__Required action__. The records that follow must be transcribed exactly, each one in full.

__Stored data entries__.

::::::::

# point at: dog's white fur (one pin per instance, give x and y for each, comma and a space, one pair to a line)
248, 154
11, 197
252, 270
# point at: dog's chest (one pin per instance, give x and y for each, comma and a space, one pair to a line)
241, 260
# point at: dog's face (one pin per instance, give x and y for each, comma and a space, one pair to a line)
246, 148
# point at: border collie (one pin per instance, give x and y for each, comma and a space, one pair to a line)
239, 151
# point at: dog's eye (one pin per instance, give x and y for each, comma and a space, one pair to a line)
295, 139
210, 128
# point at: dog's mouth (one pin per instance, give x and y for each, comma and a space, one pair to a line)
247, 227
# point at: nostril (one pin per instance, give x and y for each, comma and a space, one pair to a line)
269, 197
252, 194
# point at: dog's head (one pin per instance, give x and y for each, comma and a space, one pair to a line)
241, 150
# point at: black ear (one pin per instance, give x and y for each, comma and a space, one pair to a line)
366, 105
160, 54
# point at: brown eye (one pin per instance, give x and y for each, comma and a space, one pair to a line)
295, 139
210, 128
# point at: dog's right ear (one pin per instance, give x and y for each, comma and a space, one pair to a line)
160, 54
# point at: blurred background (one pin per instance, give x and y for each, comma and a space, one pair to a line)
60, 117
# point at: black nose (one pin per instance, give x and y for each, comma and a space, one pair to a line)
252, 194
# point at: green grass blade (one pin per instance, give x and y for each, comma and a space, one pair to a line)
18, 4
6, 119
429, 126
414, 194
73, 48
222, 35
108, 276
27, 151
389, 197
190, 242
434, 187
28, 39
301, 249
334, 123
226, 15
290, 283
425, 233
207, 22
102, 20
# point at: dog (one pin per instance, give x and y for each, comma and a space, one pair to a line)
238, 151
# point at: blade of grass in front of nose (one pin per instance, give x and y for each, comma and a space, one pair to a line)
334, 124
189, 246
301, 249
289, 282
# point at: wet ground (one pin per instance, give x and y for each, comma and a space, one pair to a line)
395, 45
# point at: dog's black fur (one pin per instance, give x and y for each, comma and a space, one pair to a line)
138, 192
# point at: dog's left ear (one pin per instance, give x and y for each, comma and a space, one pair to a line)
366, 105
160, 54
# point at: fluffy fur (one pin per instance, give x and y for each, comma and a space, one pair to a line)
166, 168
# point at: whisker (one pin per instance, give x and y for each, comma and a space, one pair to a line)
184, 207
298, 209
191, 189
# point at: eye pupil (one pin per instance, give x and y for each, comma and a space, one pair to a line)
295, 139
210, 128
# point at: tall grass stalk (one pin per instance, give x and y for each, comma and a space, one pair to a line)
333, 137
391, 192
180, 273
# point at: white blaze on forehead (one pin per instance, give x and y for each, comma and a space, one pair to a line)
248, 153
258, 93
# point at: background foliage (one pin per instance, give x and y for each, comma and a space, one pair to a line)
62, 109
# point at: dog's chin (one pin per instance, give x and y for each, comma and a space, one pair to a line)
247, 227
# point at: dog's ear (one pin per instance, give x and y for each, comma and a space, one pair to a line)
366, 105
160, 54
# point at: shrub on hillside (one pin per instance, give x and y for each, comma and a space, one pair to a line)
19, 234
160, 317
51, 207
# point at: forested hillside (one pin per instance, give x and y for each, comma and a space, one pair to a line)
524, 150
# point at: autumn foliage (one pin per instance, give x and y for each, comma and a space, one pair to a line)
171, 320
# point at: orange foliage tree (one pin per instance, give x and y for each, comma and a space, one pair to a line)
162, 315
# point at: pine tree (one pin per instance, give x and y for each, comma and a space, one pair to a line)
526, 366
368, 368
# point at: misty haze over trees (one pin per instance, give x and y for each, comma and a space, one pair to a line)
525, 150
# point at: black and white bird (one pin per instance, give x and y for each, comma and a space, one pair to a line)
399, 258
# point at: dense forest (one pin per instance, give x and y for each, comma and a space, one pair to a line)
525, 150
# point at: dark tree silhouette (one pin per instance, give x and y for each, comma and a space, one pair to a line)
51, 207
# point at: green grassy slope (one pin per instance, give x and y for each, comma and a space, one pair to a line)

::::::::

__Solution__.
# point at: dog's white fur (one pin per instance, give x and y for each, comma and a space, one pair to a line)
248, 154
11, 197
252, 270
# point at: dog's chest (one pin per instance, give x and y for each, comma and a space, one pair to a line)
241, 260
# point at: dog's face (one pin per instance, give x and y for each, comma and a space, one pair to a line)
246, 148
# point at: border collie (one pin per instance, give x and y for each, comma and a space, one pair to a line)
239, 151
# point at: dog's eye (one pin per instance, give x and y for each, comma and a space, one pair to a line)
295, 139
210, 128
# point at: dog's mouth (one pin per instance, give x and y for each, comma and a space, one pair to a line)
247, 227
# point at: nostril (one pin per instance, give x and y for each, comma and a space, one pair to a line)
269, 197
252, 194
# point at: dog's head (one pin per instance, give x and y for each, comma and a space, one pair to a line)
241, 150
# point at: black ear (one pin per instance, give x and y for each, comma and a space, one pair to a line)
366, 105
160, 54
# point at: brown eye (one pin per instance, give x and y for each, comma and a space, one pair to a line)
295, 139
210, 128
# point at: dog's right ear (one pin per instance, give x and y for each, comma and a space, one pair to a line)
160, 54
# point at: blurred background (one pin per instance, give x and y for each, comma and a space, one pair to a line)
60, 117
# point at: black nose (one pin per instance, give x and y for each, comma and a space, one pair to a line)
252, 194
# point at: green grass blade (one pin per instance, give x and y for each, comma and a space, one pair to a line)
18, 4
6, 119
429, 126
414, 194
73, 48
222, 35
108, 276
27, 151
389, 197
190, 242
434, 187
28, 39
301, 249
334, 123
226, 15
290, 283
425, 233
207, 22
102, 20
# point at: dog (one pin per instance, give x and y for each, comma and a space, one pair to a line)
238, 151
# point at: blade of grass in front of nose (one pin per instance, give x and y for each, comma and a space, one pair to a line)
334, 124
189, 246
301, 249
289, 282
# point at: wet ground (one pin per instance, give x and y for each, comma and a space, one pair to a line)
395, 45
# point at: dog's black fur (one pin per instance, give x and y for each, comma and a space, one pair to a line)
138, 192
# point at: dog's left ear (one pin per instance, give x and y for each, comma and a space, one pair to a line)
366, 105
160, 54
# point at: fluffy fur (one pin per instance, give x and y for each, comma and a space, one pair to a line)
166, 168
# point at: whisker (one pin per instance, give x and y for each, comma and a space, one pair to a line)
184, 207
298, 209
191, 189
# point at: eye pupil (one pin per instance, give x and y for each, comma and a space, one pair to a line)
295, 139
210, 128
# point at: tall grass stalk (one pin per instance, give x and y for each, comma and a space, one pair to a line)
333, 137
391, 192
180, 273
# point at: white blaze on forehead (one pin per instance, give x and y for each, comma and a space, one pair to a line)
248, 153
258, 93
# point at: background foliage (one pin per instance, give x and y for each, comma and a space, one pair to a line)
62, 109
# point at: dog's chin (one pin per instance, give x and y for each, comma and a space, one pair to a line)
247, 227
# point at: dog's ear (one pin per instance, give x and y for each, comma and a space, one pair to a line)
366, 105
160, 54
# point at: shrub on hillside (one pin per instance, give x and y for each, comma and a space, one pair to a line)
19, 234
160, 317
51, 207
# point at: forested hillside (one pin per instance, give x and y for each, comma and a space, one pair to a line)
524, 150
# point at: autumn foliage (one pin per instance, give x and y for each, comma and a space, one pair to a line)
171, 320
# point at: orange foliage tree (one pin per instance, give x and y for each, comma and a space, one pair to a line)
162, 315
# point at: pine tree (one pin per instance, give x and y for each, comma and a space, one pair to a line)
526, 366
368, 368
# point at: misty haze over trees (one pin per instance, give x and y for each, comma and a space, one pair to a line)
525, 150
# point at: black and white bird (one pin per instance, give x and y for each, comma and a space, one pair to a line)
399, 258
# point at: dense forest (one pin per instance, give x and y for each, comma and a space, one pair to a line)
525, 150
# point at: dark tree silhouette (one pin per instance, give x and y for each, comma and a space, one pair to a line)
51, 207
# point at: green grassy slope (one pin per instance, give x and y for each, comma and a space, one pair to a line)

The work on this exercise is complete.